• _WHAT IS ASKED_: Reproduce every one of the rows below word for word, keeping each line and its order unchanged.

(Dataset rows)
*****
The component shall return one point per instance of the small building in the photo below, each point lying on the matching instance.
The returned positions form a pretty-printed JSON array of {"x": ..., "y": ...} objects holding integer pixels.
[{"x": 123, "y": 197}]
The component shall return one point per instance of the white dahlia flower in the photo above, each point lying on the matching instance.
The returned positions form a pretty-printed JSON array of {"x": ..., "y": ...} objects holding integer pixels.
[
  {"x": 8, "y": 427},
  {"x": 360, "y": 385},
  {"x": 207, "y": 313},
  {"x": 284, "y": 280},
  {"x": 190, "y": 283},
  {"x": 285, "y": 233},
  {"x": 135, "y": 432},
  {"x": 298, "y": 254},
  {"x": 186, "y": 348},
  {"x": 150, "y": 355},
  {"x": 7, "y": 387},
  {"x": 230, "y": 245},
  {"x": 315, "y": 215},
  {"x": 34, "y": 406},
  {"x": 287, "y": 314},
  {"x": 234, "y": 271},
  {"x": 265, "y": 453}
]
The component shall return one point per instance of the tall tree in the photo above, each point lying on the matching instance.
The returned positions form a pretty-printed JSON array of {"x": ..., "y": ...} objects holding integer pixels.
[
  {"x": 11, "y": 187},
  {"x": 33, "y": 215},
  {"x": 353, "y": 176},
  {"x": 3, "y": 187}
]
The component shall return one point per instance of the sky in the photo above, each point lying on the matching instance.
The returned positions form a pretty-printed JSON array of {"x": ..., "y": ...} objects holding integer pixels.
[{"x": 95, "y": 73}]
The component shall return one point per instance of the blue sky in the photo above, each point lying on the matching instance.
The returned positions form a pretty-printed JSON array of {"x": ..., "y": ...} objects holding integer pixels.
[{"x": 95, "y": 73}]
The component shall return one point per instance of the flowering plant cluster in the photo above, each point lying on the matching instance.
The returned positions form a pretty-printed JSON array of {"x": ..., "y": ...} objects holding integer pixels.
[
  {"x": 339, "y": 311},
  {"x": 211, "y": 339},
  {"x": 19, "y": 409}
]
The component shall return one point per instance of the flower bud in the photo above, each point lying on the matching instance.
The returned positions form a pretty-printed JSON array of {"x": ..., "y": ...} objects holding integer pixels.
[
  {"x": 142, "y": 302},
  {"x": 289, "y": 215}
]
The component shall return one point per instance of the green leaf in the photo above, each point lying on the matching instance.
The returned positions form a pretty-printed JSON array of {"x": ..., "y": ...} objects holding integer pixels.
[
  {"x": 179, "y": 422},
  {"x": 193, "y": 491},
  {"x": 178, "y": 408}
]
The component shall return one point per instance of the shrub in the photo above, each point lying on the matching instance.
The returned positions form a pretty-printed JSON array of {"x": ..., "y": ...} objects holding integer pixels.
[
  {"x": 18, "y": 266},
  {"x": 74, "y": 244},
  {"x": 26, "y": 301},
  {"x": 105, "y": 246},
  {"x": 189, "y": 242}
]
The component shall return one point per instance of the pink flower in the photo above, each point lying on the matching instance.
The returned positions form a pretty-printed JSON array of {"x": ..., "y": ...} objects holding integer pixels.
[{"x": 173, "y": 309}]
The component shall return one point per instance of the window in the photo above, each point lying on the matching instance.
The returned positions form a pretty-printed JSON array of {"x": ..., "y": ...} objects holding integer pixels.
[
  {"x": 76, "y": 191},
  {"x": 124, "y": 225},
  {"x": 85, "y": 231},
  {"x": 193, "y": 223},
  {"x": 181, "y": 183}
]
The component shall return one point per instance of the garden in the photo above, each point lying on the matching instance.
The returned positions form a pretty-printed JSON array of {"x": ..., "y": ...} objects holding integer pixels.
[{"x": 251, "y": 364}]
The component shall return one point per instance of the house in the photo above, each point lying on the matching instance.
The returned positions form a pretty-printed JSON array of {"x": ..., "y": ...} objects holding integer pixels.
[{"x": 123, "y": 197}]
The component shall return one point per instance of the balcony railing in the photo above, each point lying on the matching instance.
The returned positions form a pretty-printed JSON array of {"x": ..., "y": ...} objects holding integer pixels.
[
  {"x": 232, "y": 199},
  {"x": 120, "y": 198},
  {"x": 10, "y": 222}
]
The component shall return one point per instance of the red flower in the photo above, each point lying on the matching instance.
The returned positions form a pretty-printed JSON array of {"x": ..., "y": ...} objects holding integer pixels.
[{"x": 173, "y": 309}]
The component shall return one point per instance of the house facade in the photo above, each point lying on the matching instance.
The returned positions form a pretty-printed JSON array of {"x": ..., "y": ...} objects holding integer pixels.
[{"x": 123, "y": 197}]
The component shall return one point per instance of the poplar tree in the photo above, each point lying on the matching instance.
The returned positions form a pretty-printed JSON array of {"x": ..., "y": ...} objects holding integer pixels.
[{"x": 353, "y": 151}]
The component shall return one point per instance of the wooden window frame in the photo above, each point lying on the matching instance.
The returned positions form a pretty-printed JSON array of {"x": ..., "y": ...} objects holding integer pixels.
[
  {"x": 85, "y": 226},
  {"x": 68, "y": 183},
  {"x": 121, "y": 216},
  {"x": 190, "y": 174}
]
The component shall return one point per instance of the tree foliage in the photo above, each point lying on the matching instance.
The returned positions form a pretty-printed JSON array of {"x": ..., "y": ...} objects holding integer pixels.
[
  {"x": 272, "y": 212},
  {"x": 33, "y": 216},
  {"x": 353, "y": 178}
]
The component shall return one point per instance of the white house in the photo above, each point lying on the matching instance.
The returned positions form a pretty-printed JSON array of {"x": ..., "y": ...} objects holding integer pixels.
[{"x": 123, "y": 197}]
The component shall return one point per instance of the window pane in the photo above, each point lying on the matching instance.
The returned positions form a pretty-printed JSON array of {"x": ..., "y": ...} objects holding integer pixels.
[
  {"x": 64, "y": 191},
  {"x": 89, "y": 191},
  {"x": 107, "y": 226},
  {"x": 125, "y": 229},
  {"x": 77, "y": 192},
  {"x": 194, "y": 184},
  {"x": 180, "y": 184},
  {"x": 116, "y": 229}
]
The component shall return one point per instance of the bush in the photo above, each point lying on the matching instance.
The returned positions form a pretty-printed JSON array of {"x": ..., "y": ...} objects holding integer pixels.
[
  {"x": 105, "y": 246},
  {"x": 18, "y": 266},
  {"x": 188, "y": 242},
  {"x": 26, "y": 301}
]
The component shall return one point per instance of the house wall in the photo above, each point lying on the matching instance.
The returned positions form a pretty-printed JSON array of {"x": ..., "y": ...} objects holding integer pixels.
*****
• _IN RESPONSE_:
The component shall return one point per instance of the small building in the photo below, each point lying on the matching instance.
The returned positions form a pretty-printed JSON array of {"x": ..., "y": ...} objects holding integer pixels.
[{"x": 123, "y": 197}]
The component shall return one point per instance of the white dahlia flower in the photo above, each point lying on the matching instance.
The returned positions form a pretty-printed JSON array of {"x": ..., "y": ...} objects holding integer pixels.
[
  {"x": 8, "y": 427},
  {"x": 360, "y": 385},
  {"x": 207, "y": 313},
  {"x": 284, "y": 280},
  {"x": 190, "y": 283},
  {"x": 285, "y": 233},
  {"x": 135, "y": 432},
  {"x": 298, "y": 254},
  {"x": 186, "y": 348},
  {"x": 150, "y": 355},
  {"x": 7, "y": 387},
  {"x": 230, "y": 245},
  {"x": 315, "y": 215},
  {"x": 34, "y": 406},
  {"x": 287, "y": 314},
  {"x": 234, "y": 271},
  {"x": 265, "y": 453}
]
The component shall return one point per instance of the tall tree in the photo above, each point lying on the matching instance.
The returned positions form a pretty-printed JSON array of {"x": ..., "y": ...} objects holding integer pixels.
[
  {"x": 11, "y": 187},
  {"x": 33, "y": 215},
  {"x": 353, "y": 176},
  {"x": 3, "y": 187}
]
The component shall return one point per instance of the sky in the photo above, each point lying on the matching instance.
The returned positions form a pretty-printed JSON array of {"x": ..., "y": ...} objects holding integer pixels.
[{"x": 95, "y": 73}]
The component shall return one point per instance of the blue sky in the photo above, each point lying on the matching instance.
The returned positions form a pretty-printed JSON array of {"x": ..., "y": ...} objects holding integer pixels.
[{"x": 95, "y": 73}]
The component shall return one point per instance of the flowering plant cluster in the photo above, each point lying on the matching instance.
The returned positions form a pretty-printed JSON array of {"x": ..., "y": ...} objects holding integer pixels.
[
  {"x": 339, "y": 311},
  {"x": 211, "y": 339},
  {"x": 19, "y": 409}
]
The component shall return one point per instance of the flower bud in the photo above, each point lying on the matching instance.
The returned positions form a pretty-printed JSON array of {"x": ..., "y": ...} objects holding integer pixels.
[
  {"x": 142, "y": 302},
  {"x": 289, "y": 215}
]
The component shall return one point per instance of the green leaf in the photo above, each point lying on the matching instance.
The returned positions form a pretty-printed JSON array of {"x": ..., "y": ...} objects holding integer pixels.
[
  {"x": 179, "y": 422},
  {"x": 193, "y": 491},
  {"x": 178, "y": 408}
]
The component shall return one point per instance of the shrub in the photo above, each point lying on the matching instance.
The returned positions form a pretty-printed JSON array of {"x": ..., "y": ...} objects holding integer pixels.
[
  {"x": 18, "y": 266},
  {"x": 74, "y": 244},
  {"x": 26, "y": 301},
  {"x": 105, "y": 246},
  {"x": 189, "y": 242}
]
The component shall return one point per instance of the pink flower in the photo above, each point lying on the matching instance.
The returned positions form a pretty-printed JSON array of {"x": ..., "y": ...} objects holding integer pixels.
[{"x": 173, "y": 309}]
The component shall return one point per instance of the window in the photo above, each point lying on the matching instance.
The returned positions form a pretty-printed JSON array of {"x": ..., "y": ...} objects holding integer pixels.
[
  {"x": 76, "y": 191},
  {"x": 124, "y": 225},
  {"x": 85, "y": 231},
  {"x": 193, "y": 223},
  {"x": 181, "y": 183}
]
The component shall return one point per instance of the garden in the photo above, each point lying on the matching instance.
The returned positions form a pretty-printed JSON array of {"x": ..., "y": ...} objects holding integer pixels.
[{"x": 251, "y": 364}]
The component shall return one point per instance of the house in the photo above, each point lying on the matching instance.
The returned positions form a pretty-printed JSON array of {"x": ..., "y": ...} objects holding integer pixels.
[{"x": 123, "y": 197}]
The component shall return one point per instance of the balcony railing in the photo above, each point lying on the matching instance.
The returned positions form a pretty-printed JSON array of {"x": ..., "y": ...} objects holding integer pixels.
[
  {"x": 232, "y": 199},
  {"x": 120, "y": 198},
  {"x": 10, "y": 222}
]
The component shall return one point per instance of the red flower in the photo above, each point lying on the matching instance.
The returned positions form a pretty-printed JSON array of {"x": ..., "y": ...} objects holding integer pixels.
[{"x": 173, "y": 309}]
The component shall return one point per instance of the house facade in the photo above, each point lying on the matching instance.
The returned positions form a pretty-printed JSON array of {"x": ..., "y": ...} objects holding integer pixels.
[{"x": 123, "y": 197}]
The component shall return one point per instance of the poplar tree in the photo above, each point lying on the matching instance.
The returned positions form a pretty-printed JSON array of {"x": ..., "y": ...} objects holding integer pixels.
[{"x": 353, "y": 151}]
The component shall return one point per instance of the wooden window frame in the photo above, each point lying on the matching instance.
The returned positions form a pretty-printed JSON array of {"x": ..., "y": ...} objects holding integer pixels.
[
  {"x": 85, "y": 226},
  {"x": 68, "y": 183},
  {"x": 121, "y": 216},
  {"x": 190, "y": 174}
]
The component shall return one point per instance of the tree foliage in the photo above, each point lying on the matching instance.
The returned positions form a pretty-printed JSON array of {"x": ..., "y": ...} objects holding integer pixels.
[
  {"x": 272, "y": 212},
  {"x": 33, "y": 216},
  {"x": 353, "y": 178}
]
The component shall return one point per instance of the white house in the photo above, each point lying on the matching instance.
The returned positions form a pretty-printed JSON array of {"x": ..., "y": ...} objects holding integer pixels.
[{"x": 123, "y": 197}]
The component shall return one point per instance of the window pane in the photo above, each point lying on the matching instance.
The returned positions form a pretty-printed JSON array of {"x": ..., "y": ...} objects holding integer pixels.
[
  {"x": 64, "y": 191},
  {"x": 89, "y": 191},
  {"x": 107, "y": 226},
  {"x": 125, "y": 229},
  {"x": 77, "y": 192},
  {"x": 194, "y": 184},
  {"x": 180, "y": 184},
  {"x": 116, "y": 229}
]
The component shall return one point per instance of the bush in the photo above, each point lying on the matching instance.
The returned positions form a pretty-printed JSON array of {"x": ..., "y": ...} objects holding integer pixels.
[
  {"x": 105, "y": 246},
  {"x": 18, "y": 266},
  {"x": 188, "y": 242},
  {"x": 26, "y": 301}
]
The component shall return one point per instance of the house wall in the photo above, each point lying on the matching instance.
The returned positions form a pretty-printed JSON array of {"x": ..., "y": ...} objects holding integer pixels.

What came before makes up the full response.